- _PAGE EXTRACT_
--- START ---
Jonathon Neal Crawford (born November 1, 1991) is an American professional baseball pitcher who is a free agent. He has previously been a member of the Detroit Tigers and Cincinnati Reds organizations.

Career
Crawford attended Okeechobee High School in Okeechobee, Florida. He then enrolled at the University of Florida, where he played college baseball for the Florida Gators. On June 1, 2012 he threw a no-hitter against Bethune-Cookman. In the summer of 2012, he played for the United States collegiate national team. In his three years at Florida, he went 9–8 with a 3.51 earned run average (ERA) with 146 strikeouts.

Detroit Tigers
The Detroit Tigers drafted Crawford in the first round of the 2013 Major League Baseball draft. He signed on June 14, 2013. Crawford made his professional debut that season with the Connecticut Tigers. He finished the year with a 1.89 ERA over eight starts. In 2014, Crawford pitched for the West Michigan Whitecaps. He started 23 games, going 8–3 with a 2.85 ERA with 85 strikeouts in 123 innings.
--- END ---
- _WORK REQUIRED_
Reproduce the Jonathon Crawford biography word for word from "Jonathon Neal Crawford" to "with 146 strikeouts.".

- _DATA EXTRACT_
--- START ---
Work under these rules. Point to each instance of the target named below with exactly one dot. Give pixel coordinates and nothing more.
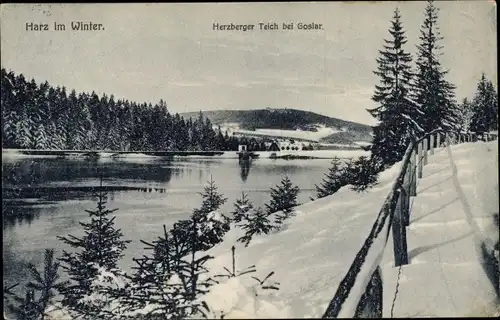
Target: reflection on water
(46, 197)
(245, 169)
--- END ---
- _EXERCISE SOLUTION_
Jonathon Neal Crawford (born November 1, 1991) is an American professional baseball pitcher who is a free agent. He has previously been a member of the Detroit Tigers and Cincinnati Reds organizations.

Career
Crawford attended Okeechobee High School in Okeechobee, Florida. He then enrolled at the University of Florida, where he played college baseball for the Florida Gators. On June 1, 2012 he threw a no-hitter against Bethune-Cookman. In the summer of 2012, he played for the United States collegiate national team. In his three years at Florida, he went 9–8 with a 3.51 earned run average (ERA) with 146 strikeouts.